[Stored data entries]
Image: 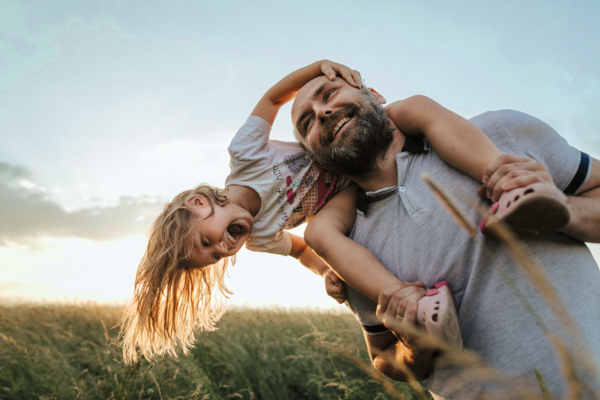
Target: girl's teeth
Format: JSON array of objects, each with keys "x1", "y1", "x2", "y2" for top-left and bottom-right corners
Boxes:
[{"x1": 226, "y1": 231, "x2": 236, "y2": 244}]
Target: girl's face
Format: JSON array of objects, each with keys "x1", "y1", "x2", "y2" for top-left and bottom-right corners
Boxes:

* _What this task involves_
A verbatim copy of the data, free of pictures, is the expected answer.

* _Answer box_
Image: 
Target: girl's teeth
Format: JSON array of objects, each with keys "x1", "y1", "x2", "y2" for top-left and bottom-right corners
Boxes:
[{"x1": 226, "y1": 231, "x2": 236, "y2": 244}]
Target: girl's face
Format: JSON array of objects, each with keys "x1", "y1", "x2", "y2" for top-left and bottom-right corners
Boxes:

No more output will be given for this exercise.